Action item: Even if a line seems odd, print it as it is, and include every record.

Dataset extract:
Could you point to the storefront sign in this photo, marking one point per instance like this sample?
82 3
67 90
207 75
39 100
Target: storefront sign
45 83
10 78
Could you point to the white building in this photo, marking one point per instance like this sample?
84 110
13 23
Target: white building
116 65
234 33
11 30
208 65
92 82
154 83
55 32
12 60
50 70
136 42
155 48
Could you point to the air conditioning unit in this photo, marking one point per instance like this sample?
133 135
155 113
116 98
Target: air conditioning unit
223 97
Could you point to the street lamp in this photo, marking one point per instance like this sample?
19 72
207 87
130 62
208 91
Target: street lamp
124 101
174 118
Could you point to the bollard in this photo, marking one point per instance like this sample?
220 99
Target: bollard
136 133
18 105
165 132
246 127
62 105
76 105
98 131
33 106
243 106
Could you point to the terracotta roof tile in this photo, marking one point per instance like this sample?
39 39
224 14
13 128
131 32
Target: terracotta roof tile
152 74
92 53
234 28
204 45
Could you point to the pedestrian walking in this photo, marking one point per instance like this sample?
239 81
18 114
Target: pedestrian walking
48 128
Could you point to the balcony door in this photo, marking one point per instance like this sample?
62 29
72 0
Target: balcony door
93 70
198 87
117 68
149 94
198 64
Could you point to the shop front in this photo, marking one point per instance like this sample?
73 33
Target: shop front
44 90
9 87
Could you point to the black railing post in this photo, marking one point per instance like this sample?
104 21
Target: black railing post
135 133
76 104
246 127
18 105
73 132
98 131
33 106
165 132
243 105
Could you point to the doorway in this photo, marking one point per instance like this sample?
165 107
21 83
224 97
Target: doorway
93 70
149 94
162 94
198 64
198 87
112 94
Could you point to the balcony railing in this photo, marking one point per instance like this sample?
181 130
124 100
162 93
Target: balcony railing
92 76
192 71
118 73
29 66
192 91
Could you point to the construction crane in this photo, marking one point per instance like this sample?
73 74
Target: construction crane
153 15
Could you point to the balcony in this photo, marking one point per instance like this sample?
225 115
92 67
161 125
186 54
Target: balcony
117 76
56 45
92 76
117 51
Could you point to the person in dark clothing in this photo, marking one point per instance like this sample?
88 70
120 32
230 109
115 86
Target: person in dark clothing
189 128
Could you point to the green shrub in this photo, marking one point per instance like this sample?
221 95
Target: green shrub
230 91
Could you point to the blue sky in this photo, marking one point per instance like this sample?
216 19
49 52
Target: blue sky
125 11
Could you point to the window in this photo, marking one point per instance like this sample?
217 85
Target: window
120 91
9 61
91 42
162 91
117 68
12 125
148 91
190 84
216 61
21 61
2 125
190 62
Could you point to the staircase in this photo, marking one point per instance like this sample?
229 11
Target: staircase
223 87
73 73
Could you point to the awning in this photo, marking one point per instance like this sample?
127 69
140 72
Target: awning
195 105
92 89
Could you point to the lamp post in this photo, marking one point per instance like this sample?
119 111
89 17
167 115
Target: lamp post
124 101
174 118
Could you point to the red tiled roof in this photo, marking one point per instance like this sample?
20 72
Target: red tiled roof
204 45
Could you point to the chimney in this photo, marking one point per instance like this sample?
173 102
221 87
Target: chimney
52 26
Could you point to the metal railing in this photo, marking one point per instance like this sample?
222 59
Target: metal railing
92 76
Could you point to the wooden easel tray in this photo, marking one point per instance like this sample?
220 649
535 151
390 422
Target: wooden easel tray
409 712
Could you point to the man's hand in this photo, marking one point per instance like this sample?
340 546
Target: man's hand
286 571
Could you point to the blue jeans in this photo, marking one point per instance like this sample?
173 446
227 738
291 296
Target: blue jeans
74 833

Task output:
Could you point to the storefront sign in this photo, marking one point per instance like this sample?
82 3
67 90
207 75
39 100
Target: storefront sign
45 83
10 78
Could you point to the white building in this photo, marking one point per instance like this sample?
84 110
13 23
Target: white building
116 65
234 33
11 30
208 65
92 82
154 83
55 32
12 60
50 70
136 42
155 48
Could you point to the air conditioning unit in this photo, marking one point per instance like this sample?
133 135
155 113
116 98
Target: air conditioning unit
223 97
Could you point to the street lamp in this photo, marking one point per instance like this sample?
19 72
207 87
130 62
208 91
Target: street lamp
124 101
174 118
Could you point to the bollard in this photo, marking one point per instance like this sample?
220 99
Target: bollard
136 133
18 105
165 132
246 127
62 105
76 105
98 131
33 106
243 106
Could you point to the terracotta roof tile in this photo, marking one point per instance like this sample?
39 39
224 14
13 128
131 32
Target: terracotta roof tile
152 74
92 53
234 28
204 45
Could you point to the pedestrian walking in this photo, marking one point per instance like this sample?
239 81
18 114
Target: pedestrian walking
48 128
Could you point to the balcony door in this photo, marking one point per instance like this sample?
62 29
72 0
Target: balcony door
93 70
198 87
117 68
149 94
198 64
Could you point to the shop front in this photo, marking one point per instance like this sample?
73 33
Target: shop front
44 90
9 87
Could you point to the black railing post in this photo, marking one point per instance like this sample?
104 21
Target: black railing post
135 133
76 104
246 127
18 105
73 132
98 131
33 106
165 132
243 105
Could you point to the doorway in this photo, marking one point per instance like this sample?
165 107
21 83
224 97
Target: doorway
93 70
149 94
162 94
198 64
198 87
112 94
Could you point to the balcony railing in this photo, marking one point per instance like this sample?
181 130
124 100
162 93
Target: balcony railing
92 76
192 71
118 73
29 66
192 91
Could you point to the construction crane in this photo, marking one point per instance like this sample?
73 74
Target: construction crane
153 15
Could you point to the balcony in this photo, marking one point per instance like this sample?
225 115
92 67
161 125
186 54
Target: balcony
117 76
56 45
92 76
117 51
Could you point to the person in dark clothing in this photo, marking one point per instance like this sample?
88 70
120 32
230 109
115 86
Target: person in dark clothing
189 128
Could you point to the green shrub in this photo, marking one point per instance like this sample?
221 95
Target: green shrub
230 91
Could you point to the blue sky in this photo, marking one point per instance like this sample?
216 19
49 52
Target: blue sky
125 11
Could you point to the window in this photo, marking one point per instance like this sample?
217 85
Target: window
120 91
9 61
91 42
162 91
117 68
12 125
148 91
190 84
216 61
21 61
2 125
190 62
Could you point to the staircase in this photo, marking one point per instance like this sample?
229 11
Target: staircase
223 87
73 73
Could you point to the awning in this photo, marking one point per instance like this sample?
127 69
140 72
Target: awning
195 105
92 89
Could you point to the lamp post in this photo, marking one point per instance like this sample?
119 111
89 17
167 115
Target: lamp post
124 101
174 118
Could you point to the red tiled roof in this photo, marking one point per instance like this sample?
20 72
Target: red tiled roof
204 45
Could you point to the chimney in this photo, marking one point per instance like this sample?
173 102
221 87
Target: chimney
52 26
Could you point to the metal railing in this photo, marking one point per instance like this sample?
222 59
Target: metal railing
92 76
Could you point to the wooden easel tray in this photo, marking one point per instance like this sample?
220 649
535 151
390 422
Target: wooden easel tray
409 712
Could you point to the man's hand in this photo, marking one point per instance like this sample?
340 546
Target: man's hand
286 571
Could you point to the blue jeans in this photo, marking one point per instance like this sample?
173 446
227 738
291 296
Target: blue jeans
74 833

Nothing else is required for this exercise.